* **PAGE EXTRACT**
▼▼▼

Re: Non-characters in Unicode data files

From: Markus Scherer (markus.scherer@jtcsv.com)
Date: Mon Dec 29 2003 - 14:59:08 EST

  • Next message: Peter Kirk: "Re: Ancient Northwest Semitic Script"

    Philippe Verdy wrote:
    > I note that the UCD contains lines for PUAs like this:
    > ...
    > E000;<Private Use, First>;Co;0;L;;;;;N;;;;;
    > F8FF;<Private Use, Last>;Co;0;L;;;;;N;;;;;
    > ...
    > But why isn't there lines for the _assigned_ Private Local-Use characters in

    1. No one saw a need to include them?
    2. The documentation file points out that Cn entries are not included:
       http://www.unicode.org/Public/UNIDATA/UCD.html#General_Category_Values
    3. See DerivedAge.txt which I point out below.

    > the Arabic compatibility block, like:
    > ...
    > FDD0;<Private Local-Use, First;Cn;0;L;;;;;N;;;;;
    > FDEF;<Private Local-Use, First;Cn;0;L;;;;;N;;;;;
    > ...
    > which seem related and used only for local processing of contextual forms,
    > and not restricted to local rendering of Arabic ?

    I think it is a legitimate question why the block boundaries were not adjusted to exclude this
    non-character range from FB50..FDFF; Arabic Presentation Forms-A (see Blocks.txt).

    However, the Unicode standard only points these out as generic non-characters, not for any
    particular purpose like "local processing of contextual forms".

▲▲▲

(Boundary annotation listing)
▼▼▼

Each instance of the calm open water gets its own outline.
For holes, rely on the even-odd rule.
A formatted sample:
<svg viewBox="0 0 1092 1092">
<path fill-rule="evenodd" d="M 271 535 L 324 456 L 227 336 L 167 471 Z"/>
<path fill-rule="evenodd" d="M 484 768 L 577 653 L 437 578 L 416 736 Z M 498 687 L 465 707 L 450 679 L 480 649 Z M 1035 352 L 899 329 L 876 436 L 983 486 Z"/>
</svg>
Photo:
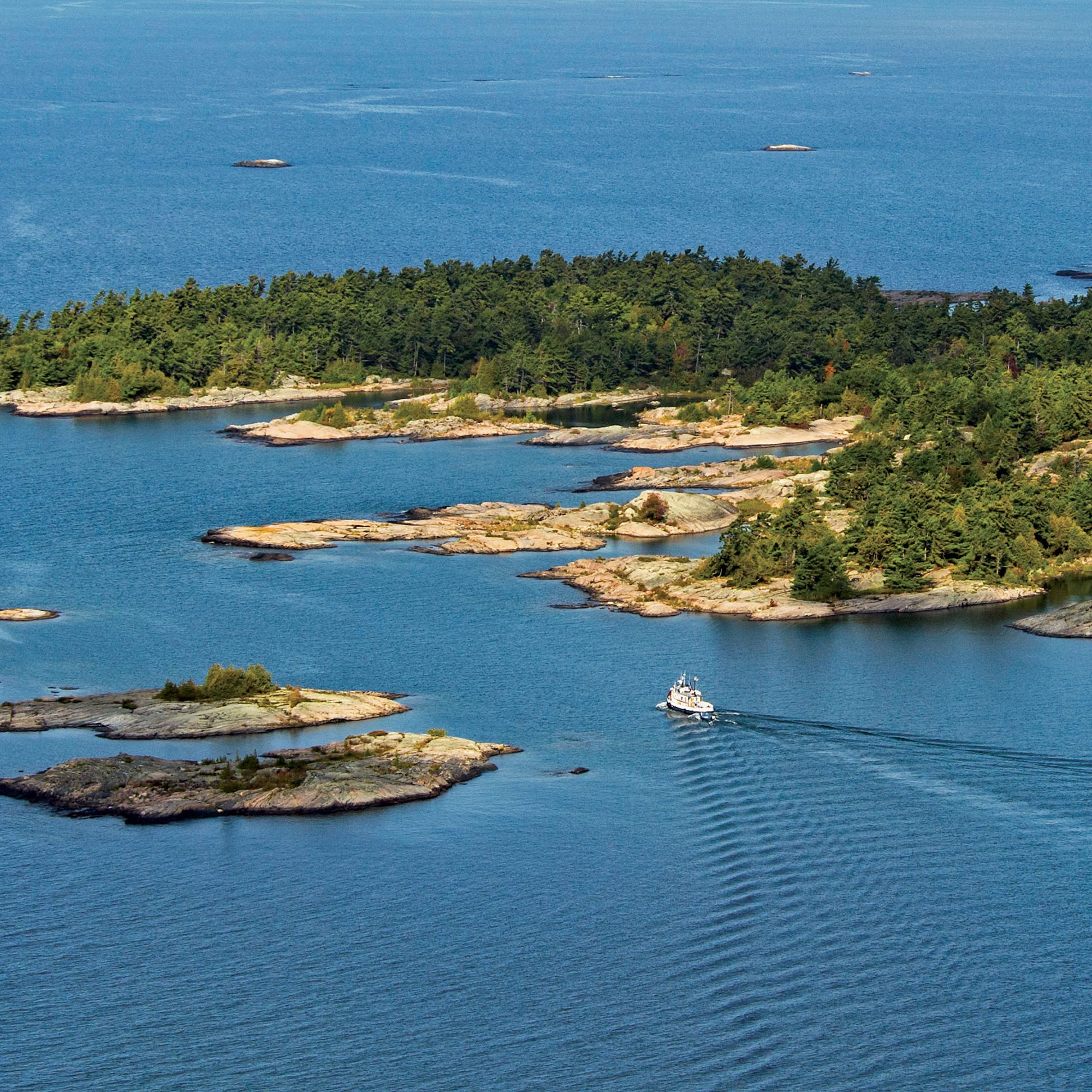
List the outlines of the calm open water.
<svg viewBox="0 0 1092 1092">
<path fill-rule="evenodd" d="M 699 245 L 1068 295 L 1090 124 L 1085 0 L 4 0 L 0 311 Z"/>
<path fill-rule="evenodd" d="M 263 413 L 0 416 L 0 601 L 63 612 L 0 628 L 0 697 L 257 660 L 408 691 L 399 727 L 524 752 L 426 804 L 298 820 L 0 800 L 7 1088 L 1089 1087 L 1092 646 L 1005 627 L 1037 604 L 819 625 L 550 609 L 581 595 L 517 574 L 569 555 L 254 565 L 197 536 L 568 503 L 634 462 L 216 434 Z M 715 724 L 654 710 L 681 667 Z M 0 772 L 343 734 L 4 735 Z"/>
<path fill-rule="evenodd" d="M 698 244 L 1066 292 L 1051 271 L 1092 260 L 1090 21 L 1029 0 L 8 0 L 0 311 Z M 755 151 L 781 141 L 820 152 Z M 297 166 L 227 166 L 259 155 Z M 228 522 L 568 503 L 710 458 L 216 435 L 286 408 L 0 415 L 0 602 L 63 612 L 0 627 L 0 698 L 258 660 L 524 752 L 324 818 L 139 828 L 0 800 L 4 1088 L 1092 1085 L 1088 642 L 1005 627 L 1038 604 L 653 620 L 515 579 L 566 555 L 202 546 Z M 654 711 L 682 667 L 715 724 Z M 0 773 L 122 746 L 0 736 Z"/>
</svg>

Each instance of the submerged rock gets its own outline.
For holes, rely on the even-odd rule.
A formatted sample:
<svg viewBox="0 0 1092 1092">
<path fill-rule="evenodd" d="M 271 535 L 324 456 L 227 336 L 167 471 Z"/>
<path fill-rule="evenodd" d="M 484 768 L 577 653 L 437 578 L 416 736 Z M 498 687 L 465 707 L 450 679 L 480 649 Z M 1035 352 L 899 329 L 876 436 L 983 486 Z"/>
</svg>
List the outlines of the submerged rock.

▲▲▲

* **YOUR TASKS**
a: Copy out the lines of the listing starting at the line that contains "Each instance of the submerged" and ending at the last line of the listing, keeping each line unchanged.
b: Write the next part of the message on Unicode non-characters, picking up after its final sentence.
The message on Unicode non-characters and the listing are unrelated pieces of material.

* **ANSWERS TO EACH TASK**
a:
Each instance of the submerged rock gets its own outline.
For holes, rely on the even-odd rule.
A formatted sample:
<svg viewBox="0 0 1092 1092">
<path fill-rule="evenodd" d="M 271 535 L 324 456 L 227 336 L 167 471 Z"/>
<path fill-rule="evenodd" d="M 484 768 L 577 653 L 437 578 L 416 736 Z M 498 687 L 465 707 L 450 679 L 480 649 Z M 1035 352 L 899 329 L 876 436 L 983 486 Z"/>
</svg>
List the outlines of the submerged rock.

b:
    > For now, even if it's specified in the text of the standard, it does not
    > clearly shows that these characters are assigned but invalid in all versions
    > of Unicode, unlike other missing code-points which may be assigned later and
    > should not be considered as invalid.

    Unicode 3.1 (http://www.unicode.org/reports/tr27/) clarified their usage. See "3.1 Conformance
    Requirements (revision)" and then the heading "Noncharacters" a page or so below, including the
    definition D7b Noncharacter. See the equivalent parts of Unicode 4.

    Noncharacters are not "invalid", but they are "designated" and can therefore not be reassigned:
    http://www.unicode.org/alloc/CurrentAllocation.html

    I personally find useful the chart for [91-C31] Consensus in
    http://www.unicode.org/consortium/utc-minutes/UTC-091-200205.html

    > Other non-characters are also absent from the file (which does not contain
    > in fact any "Cn" characters), and I wonder why they are not listed:
    > ...

    See my quote above from UCD.html

    > I think that, if these codepoints are effectively permanently assigned as
    > invalid, these assignments should be listed.
    >
    > Another solution would be to list these non-characters in
    > DerivedCoreProperties.txt

    Well, they are listed in http://www.unicode.org/Public/UNIDATA/DerivedAge.txt
    If you search for "noncharacter" there, you will find which ones were designated in which Unicode
    version. (Only two were designated in Unicode 1.)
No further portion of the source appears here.